The records underneath are to be repeated exactly, with the pictures left out.

EXCERPTED DATA:
----------
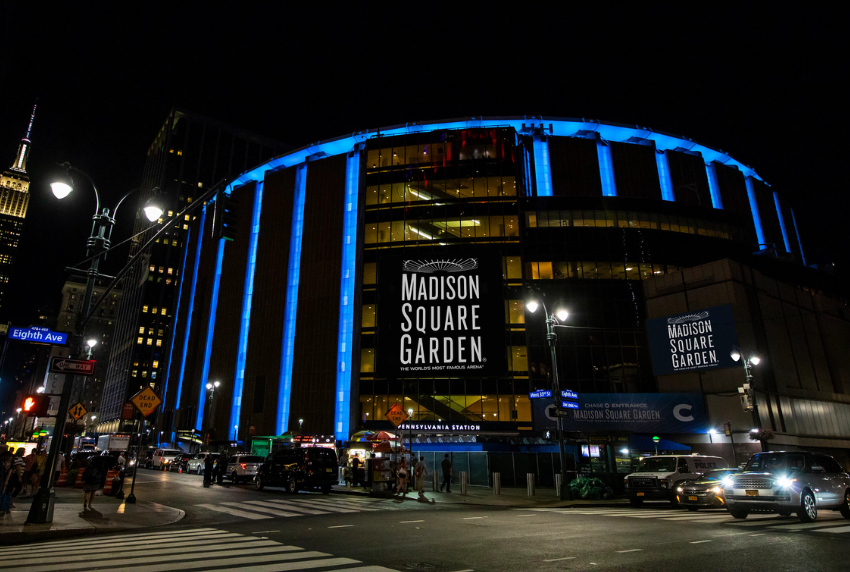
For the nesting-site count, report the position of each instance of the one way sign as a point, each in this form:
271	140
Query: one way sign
72	366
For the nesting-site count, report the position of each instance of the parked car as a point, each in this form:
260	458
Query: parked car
657	477
243	467
705	491
787	483
296	469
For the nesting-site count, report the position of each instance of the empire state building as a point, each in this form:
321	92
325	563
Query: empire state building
14	199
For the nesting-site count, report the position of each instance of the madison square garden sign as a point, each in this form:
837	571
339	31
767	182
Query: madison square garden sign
441	316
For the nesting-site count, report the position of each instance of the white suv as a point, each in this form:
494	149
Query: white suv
657	476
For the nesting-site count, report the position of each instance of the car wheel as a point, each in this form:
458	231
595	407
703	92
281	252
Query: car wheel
845	508
808	508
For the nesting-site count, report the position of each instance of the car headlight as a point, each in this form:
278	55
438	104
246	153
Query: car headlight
785	482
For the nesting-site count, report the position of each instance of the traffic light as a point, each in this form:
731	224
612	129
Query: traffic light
225	213
35	405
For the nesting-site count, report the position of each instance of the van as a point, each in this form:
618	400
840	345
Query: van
656	476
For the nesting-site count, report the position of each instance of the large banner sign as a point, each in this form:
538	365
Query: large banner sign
694	341
441	317
637	412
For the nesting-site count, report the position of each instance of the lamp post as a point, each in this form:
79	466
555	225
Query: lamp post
748	360
97	245
552	339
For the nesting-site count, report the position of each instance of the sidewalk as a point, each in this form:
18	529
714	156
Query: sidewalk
109	515
483	496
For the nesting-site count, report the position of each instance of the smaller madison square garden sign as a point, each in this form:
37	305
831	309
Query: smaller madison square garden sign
441	316
698	340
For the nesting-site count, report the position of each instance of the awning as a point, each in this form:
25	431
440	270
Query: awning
645	443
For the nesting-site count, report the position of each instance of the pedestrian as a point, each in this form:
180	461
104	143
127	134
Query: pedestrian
5	486
401	487
93	478
447	474
420	470
209	467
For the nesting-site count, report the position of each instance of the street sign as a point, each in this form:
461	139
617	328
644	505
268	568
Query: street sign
77	411
146	401
72	366
397	415
39	335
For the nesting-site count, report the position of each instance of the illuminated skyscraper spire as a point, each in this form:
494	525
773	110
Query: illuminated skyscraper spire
24	147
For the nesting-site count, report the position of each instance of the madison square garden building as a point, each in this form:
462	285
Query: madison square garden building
394	265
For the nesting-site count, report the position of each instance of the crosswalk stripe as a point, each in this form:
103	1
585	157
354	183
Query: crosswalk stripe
242	543
118	541
294	506
135	564
132	537
233	511
260	508
291	566
839	530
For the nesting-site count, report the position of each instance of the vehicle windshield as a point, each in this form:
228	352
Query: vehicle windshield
658	465
776	463
717	475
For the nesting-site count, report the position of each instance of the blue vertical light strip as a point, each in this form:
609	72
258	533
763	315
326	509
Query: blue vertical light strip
247	298
177	315
346	299
664	176
542	168
606	170
191	307
291	312
751	194
781	222
205	371
797	232
711	173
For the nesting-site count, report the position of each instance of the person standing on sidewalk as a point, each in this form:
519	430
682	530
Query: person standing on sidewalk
447	474
420	471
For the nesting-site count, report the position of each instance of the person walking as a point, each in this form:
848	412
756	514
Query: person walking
420	470
446	465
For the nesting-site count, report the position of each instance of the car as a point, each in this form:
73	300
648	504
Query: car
162	457
657	477
243	467
299	468
792	482
705	491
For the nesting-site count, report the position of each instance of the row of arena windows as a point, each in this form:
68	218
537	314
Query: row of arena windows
622	219
442	228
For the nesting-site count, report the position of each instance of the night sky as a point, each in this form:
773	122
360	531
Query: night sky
769	86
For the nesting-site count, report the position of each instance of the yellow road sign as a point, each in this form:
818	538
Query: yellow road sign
77	411
146	401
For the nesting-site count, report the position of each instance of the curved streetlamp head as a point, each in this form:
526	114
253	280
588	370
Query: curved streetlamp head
152	208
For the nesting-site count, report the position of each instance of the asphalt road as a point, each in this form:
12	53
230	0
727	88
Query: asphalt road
340	532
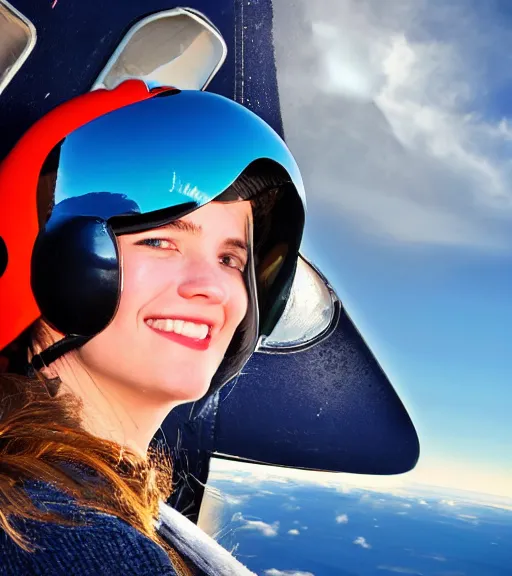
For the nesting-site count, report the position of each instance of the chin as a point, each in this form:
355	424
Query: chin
188	390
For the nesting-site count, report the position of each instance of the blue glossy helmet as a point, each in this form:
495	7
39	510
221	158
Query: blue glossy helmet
138	163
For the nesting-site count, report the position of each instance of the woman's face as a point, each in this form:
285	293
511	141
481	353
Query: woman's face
182	299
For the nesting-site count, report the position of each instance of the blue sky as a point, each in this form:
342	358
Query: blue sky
403	132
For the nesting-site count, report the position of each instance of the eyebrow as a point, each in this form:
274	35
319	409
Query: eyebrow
196	230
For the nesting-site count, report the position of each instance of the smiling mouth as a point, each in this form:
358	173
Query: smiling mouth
194	335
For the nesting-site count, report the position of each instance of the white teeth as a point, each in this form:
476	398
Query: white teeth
199	331
189	329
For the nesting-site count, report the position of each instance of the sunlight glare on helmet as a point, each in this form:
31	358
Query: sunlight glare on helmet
17	39
308	315
178	47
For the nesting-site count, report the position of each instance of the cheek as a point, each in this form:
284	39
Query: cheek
140	285
239	302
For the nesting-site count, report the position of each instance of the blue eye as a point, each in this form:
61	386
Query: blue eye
233	262
162	243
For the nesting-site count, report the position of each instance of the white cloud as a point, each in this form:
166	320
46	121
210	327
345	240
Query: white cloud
400	570
275	572
386	120
360	541
290	507
269	530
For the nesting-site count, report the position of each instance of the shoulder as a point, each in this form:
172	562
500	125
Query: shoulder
99	545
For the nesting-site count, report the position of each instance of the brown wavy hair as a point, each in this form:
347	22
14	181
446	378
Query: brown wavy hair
41	434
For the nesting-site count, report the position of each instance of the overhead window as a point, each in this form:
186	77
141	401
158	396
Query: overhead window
17	39
178	47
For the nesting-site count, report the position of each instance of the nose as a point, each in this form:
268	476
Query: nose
202	280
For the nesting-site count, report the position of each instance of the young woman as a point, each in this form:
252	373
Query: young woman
150	240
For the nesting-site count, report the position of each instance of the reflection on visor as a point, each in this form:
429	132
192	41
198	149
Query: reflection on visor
176	149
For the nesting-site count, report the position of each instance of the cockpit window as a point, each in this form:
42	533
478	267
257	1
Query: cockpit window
178	47
17	39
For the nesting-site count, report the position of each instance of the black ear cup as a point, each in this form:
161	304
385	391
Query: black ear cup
76	276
----------
ANSWER FOR THE TASK:
For the nesting-site count, report the position of each instance of the one way sign as a point, each in this form:
271	140
Query: one way sign
72	366
For the nesting-site count, report the position of each instance of the parked car as a point, each in this form:
260	458
Query: parked car
657	477
243	467
705	491
787	483
296	469
For the nesting-site count, report the position of each instance of the empire state building as a point, each in this form:
321	92
325	563
Query: empire state building
14	199
For the nesting-site count, report the position of each instance of the madison square garden sign as a point, each in this form:
837	571
339	31
767	182
Query: madison square garden sign
441	316
For the nesting-site count, report the position of each instance of the white suv as a point, each in this form:
494	149
Query: white suv
657	476
For the nesting-site count, report the position of each instance of the car wheel as a point, each in this form:
458	231
595	407
703	92
281	252
Query: car wheel
845	508
808	508
For the nesting-site count, report the position of each instance of the car headlight as a point, each in this form:
278	55
438	104
246	153
Query: car headlight
785	482
For the nesting-site count, report the position of each instance of the traffic light as a point, each in this form:
731	224
612	129
Query: traffic light
225	213
35	405
For the nesting-site count, report the position of each instance of the van as a point, each in this form:
618	400
840	345
Query: van
656	476
For the nesting-site count, report the position of each instance of the large banner sign as a point, each in this form:
538	365
Query: large banner sign
694	341
441	317
637	412
For the nesting-site count, report the position of each instance of the lamp post as a point, each in this form:
79	466
555	225
Query: lamp post
748	360
97	245
552	339
For the nesting-site count, report the position of each instance of the sidewalk as a point, each in this form:
18	529
714	156
Query: sidewalk
109	515
483	496
For the nesting-site count, report the position of each instance of the smaller madison square garden sign as a point, each in this form:
37	305
831	309
Query: smaller madison square garden sign
441	316
698	340
For the nesting-site count, report the position of each instance of the awning as a point, each in this form:
25	431
440	270
Query: awning
645	443
For the nesting-site count, report the position of each instance of the pedestrian as a point, each in this form:
180	461
104	143
127	134
Query: pedestrian
5	486
401	487
93	478
447	474
420	470
209	467
For the nesting-site count, report the position of each instance of the street sign as a point, each in this form:
461	139
617	328
644	505
268	568
Query: street sign
77	411
146	401
72	366
397	415
39	335
For the nesting-site count, report the position of each instance of the illuminated skyscraper spire as a point, each in this form:
494	525
773	110
Query: illuminated skyscraper spire
24	147
For the nesting-site count, report the position of each instance of the madison square garden building as a point, each in this form:
462	285
Query: madison square garden building
394	265
For the nesting-site count, report the position of each instance of the crosswalk stripe as a point, each in this form:
103	1
585	157
354	183
Query: crosswalk stripe
242	543
118	541
294	506
135	564
132	537
233	511
260	508
291	566
839	530
For the nesting-site count, report the position of each instance of the vehicle windshield as a point, each in this form:
228	352
Query: vehicle windshield
658	465
776	463
717	475
For the nesting-site count, report the position of each instance of the blue vertical light strip as a point, each in this form:
609	72
258	533
763	315
326	509
Query: blue vertical light strip
247	298
177	315
346	299
664	176
542	168
606	170
191	307
291	312
751	194
781	222
205	371
797	232
711	173
For the nesting-site count, report the position of each instance of the person standing on sidewalk as a point, each in this form:
519	430
682	530
Query: person standing on sidewalk
447	474
420	471
For the nesting-site count, report the position of each instance of the person walking as a point, each in this form:
848	412
756	514
Query: person walking
420	470
446	465
For the nesting-site count, report the position of each instance of the car as a point, each in this form:
73	300
648	504
Query: car
162	457
657	477
243	467
299	468
792	482
705	491
For the nesting-site count, report the position of each instance of the row of arena windows as a point, each in this form:
68	218
537	314
Query: row of arena windows
622	219
442	228
For the nesting-site count, report the position of each instance of the night sky as a point, each in this form:
773	122
360	531
Query: night sky
769	86
For the nesting-site count, report the position of each instance of the yellow road sign as a point, each in this form:
818	538
Query: yellow road sign
77	411
146	401
For the nesting-site count, report the position of each instance of the curved streetlamp head as a point, each in this form:
526	114
253	280
588	370
Query: curved streetlamp head
152	208
For the nesting-site count, report the position of each instance of the asphalt road as a point, each in this form:
12	53
230	0
727	88
Query: asphalt road
340	532
For the nesting-site count, report the position of each instance of the chin as a point, each in this form:
355	424
Query: chin
188	390
For the nesting-site count, report the position of each instance of the blue glossy helmet as a point, each in this form:
495	7
39	510
221	158
Query: blue glossy helmet
138	163
For the nesting-site count, report the position of each instance of the woman's face as a point, each in this form:
285	293
511	141
481	353
Query: woman's face
182	299
For the nesting-site count, report the position of each instance of the blue sky as a point, each in this form:
342	358
Query: blue sky
403	132
For the nesting-site count, report the position of each instance of the eyebrow as a point, each in this form:
274	35
319	409
Query: eyebrow
196	230
For the nesting-site count, report the position of each instance of the smiling mouth as a point, each in this form:
358	173
Query: smiling mouth
194	335
For the nesting-site count, report the position of each instance of the white teeth as a point, each in this form:
476	398
Query: white teeth
199	331
189	329
For the nesting-site count, report the position of each instance of the sunlight glare on helmet as a point, each in this form:
31	358
Query: sunlight glare on helmet
17	39
308	315
178	47
For the nesting-site count, report the position of each instance of the cheek as a point, each in this form:
284	39
Query: cheek
140	285
239	302
For the nesting-site count, report the position of each instance of the blue eye as a point, each in this form:
61	386
Query: blue eye
233	262
162	243
For the nesting-site count, report the position of each instance of the white cloud as a point, each in this form:
166	320
46	121
210	327
345	240
Query: white cloud
400	570
275	572
386	120
360	541
290	507
269	530
For the nesting-site count, report the position of each instance of the shoulder as a point, each in this form:
172	562
500	125
Query: shoulder
99	545
For the nesting-site count, report the position of each instance of the brown wavy hair as a point, each in this form:
347	22
14	181
446	378
Query: brown wavy hair
41	434
For the nesting-site count, report the position of each instance of the overhead window as a point, each in this form:
186	77
141	401
158	396
Query: overhead window
17	39
178	47
For the nesting-site count, report the position of each instance of the nose as a point, each in this form:
268	476
Query: nose
202	280
For the nesting-site count, report the position of each instance of the young woman as a point, each in this form:
252	373
Query: young woman
150	240
For the nesting-site count, report the position of each instance of the reflection on visor as a point, each in this form:
429	132
192	41
198	149
Query: reflection on visor
176	149
For the nesting-site count, report the position of each instance of the cockpit window as a point, each in this form:
42	533
478	267
257	1
Query: cockpit window
178	47
17	39
For the nesting-site count, report the position of each instance of the black ear cup as a point, each in this form:
161	304
385	391
Query: black ear cup
76	276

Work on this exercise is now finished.